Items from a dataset

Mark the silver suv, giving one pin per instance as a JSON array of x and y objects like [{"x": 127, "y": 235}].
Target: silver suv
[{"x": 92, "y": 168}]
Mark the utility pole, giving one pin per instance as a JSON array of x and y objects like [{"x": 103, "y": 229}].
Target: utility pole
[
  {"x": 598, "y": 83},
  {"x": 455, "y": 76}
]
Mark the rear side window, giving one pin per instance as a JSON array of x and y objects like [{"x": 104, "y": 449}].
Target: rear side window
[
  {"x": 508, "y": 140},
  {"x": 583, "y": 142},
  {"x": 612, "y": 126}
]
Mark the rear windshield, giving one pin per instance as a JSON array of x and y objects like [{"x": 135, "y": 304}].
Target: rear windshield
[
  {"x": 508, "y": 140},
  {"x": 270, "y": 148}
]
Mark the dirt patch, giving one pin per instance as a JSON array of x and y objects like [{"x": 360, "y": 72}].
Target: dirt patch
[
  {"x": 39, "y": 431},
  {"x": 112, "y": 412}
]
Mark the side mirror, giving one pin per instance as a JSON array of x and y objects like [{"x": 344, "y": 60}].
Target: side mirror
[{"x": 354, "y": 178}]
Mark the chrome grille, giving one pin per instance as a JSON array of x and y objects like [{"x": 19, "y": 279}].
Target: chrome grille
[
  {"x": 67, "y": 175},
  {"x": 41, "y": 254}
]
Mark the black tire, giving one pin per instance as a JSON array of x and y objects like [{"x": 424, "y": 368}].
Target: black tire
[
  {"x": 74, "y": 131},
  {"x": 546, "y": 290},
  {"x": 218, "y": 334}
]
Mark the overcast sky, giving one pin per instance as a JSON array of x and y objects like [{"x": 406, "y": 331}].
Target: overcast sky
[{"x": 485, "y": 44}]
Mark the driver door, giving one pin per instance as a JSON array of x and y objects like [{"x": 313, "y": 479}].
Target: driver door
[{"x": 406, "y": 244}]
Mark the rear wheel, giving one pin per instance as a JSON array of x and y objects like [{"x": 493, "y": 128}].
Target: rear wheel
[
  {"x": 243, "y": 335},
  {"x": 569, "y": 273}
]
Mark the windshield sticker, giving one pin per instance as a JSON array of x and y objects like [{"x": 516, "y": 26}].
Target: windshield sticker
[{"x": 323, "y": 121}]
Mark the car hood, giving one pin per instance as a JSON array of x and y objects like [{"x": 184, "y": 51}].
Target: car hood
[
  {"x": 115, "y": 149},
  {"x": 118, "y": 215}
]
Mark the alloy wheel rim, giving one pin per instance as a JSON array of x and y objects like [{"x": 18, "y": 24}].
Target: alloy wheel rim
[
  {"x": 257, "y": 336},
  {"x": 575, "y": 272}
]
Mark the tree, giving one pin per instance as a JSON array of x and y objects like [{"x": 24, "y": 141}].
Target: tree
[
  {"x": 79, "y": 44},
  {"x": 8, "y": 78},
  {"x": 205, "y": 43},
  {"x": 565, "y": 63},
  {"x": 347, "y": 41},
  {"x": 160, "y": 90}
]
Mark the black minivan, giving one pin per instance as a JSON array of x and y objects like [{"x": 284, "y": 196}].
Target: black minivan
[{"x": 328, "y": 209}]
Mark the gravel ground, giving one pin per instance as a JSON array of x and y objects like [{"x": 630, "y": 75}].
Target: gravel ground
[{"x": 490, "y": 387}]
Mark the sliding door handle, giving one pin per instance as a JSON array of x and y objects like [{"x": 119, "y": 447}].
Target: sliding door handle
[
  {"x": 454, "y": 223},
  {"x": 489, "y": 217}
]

What you are asked to do
An exact copy of the lines from the one with "Target: tree" to the final line of the entries is all that the answer should hold.

Response
Target: tree
[
  {"x": 79, "y": 44},
  {"x": 8, "y": 78},
  {"x": 205, "y": 43},
  {"x": 565, "y": 63},
  {"x": 347, "y": 41},
  {"x": 160, "y": 90}
]
Mark the black minivan, giving one pin per instance as a JSON array of x and y objects like [{"x": 284, "y": 196}].
Target: black minivan
[{"x": 328, "y": 209}]
Mark the gravel ground, giving one pin per instance as a JSON array of x and y objects like [{"x": 630, "y": 75}].
Target: gravel ground
[{"x": 490, "y": 387}]
Mark the sliding door handle, giving one pin per instance as a JSON array of x and y objects like [{"x": 119, "y": 447}].
Target: sliding door handle
[
  {"x": 454, "y": 223},
  {"x": 489, "y": 217}
]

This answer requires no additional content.